[[ SOURCE TEXT open ]]
Lymphoid structures can be found throughout the body. While all lymphoid structures are capable of lymphocyte production, the red bone marrow and thymus are considered primary lymphoid organs because all WBCs, especially lymphocytes, originate in these organs. After production in the red bone marrow most lymphocytes and other immune cells go to secondary lymphoid organs, such as the lymph nodes and spleen that become the sites of proliferation of lymphocytes and immune responses.
Red bone marrow is hematopoietic (blood-forming) tissue found in the spongy bone of most of the axial skeleton and the proximal epiphyses of the humerus and femur. Red bone marrow is the site of origin of all formed elements in the blood. Not all lymphocytes formed in the red bone marrow are immunocompetent, capable of recognizing and attacking foreign antigens, when they exit the marrow. To be immunocompetent, a lymphocyte must be able to elicit an immune response. B cells, or B lymphocytes, stay in the bone marrow until they are immunocompetent before moving on to secondary lymphoid organs. Other lymphocytes, however, must first move to the thymus for maturation before moving to secondary lymphoid organs.
The thymus is a soft, bilobed gland located in the mediastinum superior to the heart. It is large (40 g) in infants and children, but after puberty it begins to atrophy and becomes quite small (12 g) in adults. The thymus plays a key role in the development of the lymphoid system before birth and during early childhood. Until the lymphoid system matures at about two years of age, an infant is more susceptible to disease than older children. The major function of the thymus is the differentiation of a class of lymphocytes called T cells, or T lymphocytes, into immunocompetent cells. The thymus produces hormones called thymosins that promote the differentiation and division of T cells, making them immunocompetent. After maturation, T cells are distributed by the blood to secondary lymphoid organs and lymphoid tissues throughout the body.
Lymph nodes usually occur in groups along the larger lymphatic vessels. They are widely distributed in the body, but they do occur in large collections in the inguinal, axillary, and cervical regions of the body, as well as within the ventral cavity. There are no lymph nodes in the CNS.
[[ SOURCE TEXT closed ]]
[[ RECORDS PROVIDED open ]]
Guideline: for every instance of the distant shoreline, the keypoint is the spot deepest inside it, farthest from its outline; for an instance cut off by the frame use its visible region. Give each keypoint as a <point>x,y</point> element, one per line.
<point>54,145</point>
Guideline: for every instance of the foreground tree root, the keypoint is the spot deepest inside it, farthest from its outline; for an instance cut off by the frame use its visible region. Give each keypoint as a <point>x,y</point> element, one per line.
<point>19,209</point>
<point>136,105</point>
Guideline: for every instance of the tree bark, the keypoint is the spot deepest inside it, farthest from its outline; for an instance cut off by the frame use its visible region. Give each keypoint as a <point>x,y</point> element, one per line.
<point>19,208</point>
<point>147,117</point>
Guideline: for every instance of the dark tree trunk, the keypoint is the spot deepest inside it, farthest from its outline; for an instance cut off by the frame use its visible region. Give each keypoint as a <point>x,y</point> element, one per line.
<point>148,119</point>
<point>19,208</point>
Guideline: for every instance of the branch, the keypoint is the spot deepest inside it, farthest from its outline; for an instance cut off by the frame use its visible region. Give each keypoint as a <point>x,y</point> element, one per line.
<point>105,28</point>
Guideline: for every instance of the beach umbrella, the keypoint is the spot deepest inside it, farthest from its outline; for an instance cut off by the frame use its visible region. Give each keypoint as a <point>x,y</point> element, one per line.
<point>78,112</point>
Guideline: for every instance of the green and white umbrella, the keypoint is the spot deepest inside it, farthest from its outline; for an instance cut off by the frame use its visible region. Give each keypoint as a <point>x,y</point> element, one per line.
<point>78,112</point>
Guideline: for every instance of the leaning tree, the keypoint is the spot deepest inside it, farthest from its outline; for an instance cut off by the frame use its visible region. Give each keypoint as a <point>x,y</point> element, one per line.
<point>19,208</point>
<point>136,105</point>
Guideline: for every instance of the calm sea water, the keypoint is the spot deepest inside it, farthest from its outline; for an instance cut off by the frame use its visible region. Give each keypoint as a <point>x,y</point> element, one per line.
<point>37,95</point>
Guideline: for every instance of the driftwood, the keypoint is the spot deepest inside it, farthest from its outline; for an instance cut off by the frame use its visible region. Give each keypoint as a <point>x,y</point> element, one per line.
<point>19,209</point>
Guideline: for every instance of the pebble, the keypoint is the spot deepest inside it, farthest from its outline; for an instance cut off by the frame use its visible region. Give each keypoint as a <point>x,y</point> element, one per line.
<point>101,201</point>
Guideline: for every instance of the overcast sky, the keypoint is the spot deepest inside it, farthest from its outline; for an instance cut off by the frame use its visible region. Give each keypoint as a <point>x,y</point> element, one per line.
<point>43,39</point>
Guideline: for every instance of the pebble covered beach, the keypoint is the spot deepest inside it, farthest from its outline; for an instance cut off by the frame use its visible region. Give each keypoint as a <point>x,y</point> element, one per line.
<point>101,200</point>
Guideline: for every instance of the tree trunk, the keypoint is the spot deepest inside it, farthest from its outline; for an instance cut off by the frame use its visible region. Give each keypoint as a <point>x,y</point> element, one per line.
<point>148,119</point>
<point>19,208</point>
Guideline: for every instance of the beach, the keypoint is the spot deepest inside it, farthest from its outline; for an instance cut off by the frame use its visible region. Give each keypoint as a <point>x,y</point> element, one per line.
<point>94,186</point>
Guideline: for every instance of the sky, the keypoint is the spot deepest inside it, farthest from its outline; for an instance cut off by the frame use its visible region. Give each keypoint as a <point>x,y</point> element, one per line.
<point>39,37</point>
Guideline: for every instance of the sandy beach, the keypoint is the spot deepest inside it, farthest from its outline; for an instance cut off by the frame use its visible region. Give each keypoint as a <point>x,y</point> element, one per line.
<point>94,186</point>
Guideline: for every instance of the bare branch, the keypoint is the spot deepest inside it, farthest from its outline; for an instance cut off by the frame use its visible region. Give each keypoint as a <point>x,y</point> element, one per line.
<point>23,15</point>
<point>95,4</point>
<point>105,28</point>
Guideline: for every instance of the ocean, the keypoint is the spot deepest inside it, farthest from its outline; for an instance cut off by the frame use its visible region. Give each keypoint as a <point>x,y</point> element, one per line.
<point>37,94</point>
[[ RECORDS PROVIDED closed ]]
EXERCISE GOAL: Continue the lymphoid organs text from the point where it stops.

RESPONSE FOR THIS EXERCISE:
Structure of Lymph Nodes
Lymph nodes are roughly bean-shaped and 1.0 to 2.5 cm in length. Note that the lymph node consists of a number of small subunits called lymphoid nodules. The lymphoid nodules are collections of lymphocytes and macrophages within reticular tissue and are the sites of activation and proliferation of lymphocytes.
Lymph enters a lymph node through several afferent (af-er-ent) lymphatic vessels and flows through the lymphatic sinuses, which surround the lymphoid nodules. Lymph is collected from the sinuses and enters efferent (ef-er-ent) lymphatic vessels, which carry lymph away from the lymph node. The indentation of the node where efferent lymphatic vessels emerge is called the hilum.
Function of Lymph Nodes
A major function of lymph nodes is the filtration and cleansing of the lymph as it passes through a node. They are the only lymphoid organs that filter the lymph. Damaged cells, cancerous cells, cellular debris, bacteria, and viruses become trapped in the reticular tissue of the lymph node and are destroyed by the action of lymphocytes and macrophages. Lymphocytes act against cancerous cells and pathogens, such as bacteria and viruses. Macrophages engulf cellular debris, immobilized or dead bacteria, and viruses.
The spleen is the largest lymphoid organ. It is located posterior to the stomach near the diaphragm in the left upper quadrant of the abdominopelvic cavity. The false ribs provide protection against physical injury. The spleen is a soft, purplish organ 5 to 7 cm (2-3 in) wide and 13 to 16 cm (5-6 in) long. It contains numerous centers for lymphocyte proliferation and a large venous sinus filled with blood.
The spleen resembles a large lymph node. Like lymph nodes, it is enveloped by a thin capsule of dense irregular connective tissue and is subdivided by reticular tissue into many compartments. The compartments contain two basic types of tissues that are named for their appearance in fresh, unstained tissue. White pulp consists of large numbers of lymphocytes that cluster around tiny branches of the splenic artery. This tissue is mostly concerned with the immune functions of the spleen. Red pulp occupies the rest of a compartment, surrounding the white pulp and the venous sinuses. It is a storage area for formed elements and a site where worn-out red blood cells and pathogens are removed from the blood. Before birth, the spleen and liver are the major bloodforming organs, but this function is later taken over by red bone marrow. After birth, the spleen’s role is related to both lymphoid and cardiovascular functions:
- It cleanses and filters the blood much like lymph nodes cleanse lymph. Lymphocytes and macrophages destroy pathogens, and macrophages clean up the debris.
- It stores a reserve supply of RBCs and platelets, which can be released into the blood in times of need, such as after a hemorrhage.
- It is a major site for RBC destruction and recycling.
- It is a major site of lymphocyte activation and proliferation.
In spite of these important functions, the spleen is not essential for life. But following a splenectomy, a person may be more susceptible to potential pathogens and the effects of hemorrhage.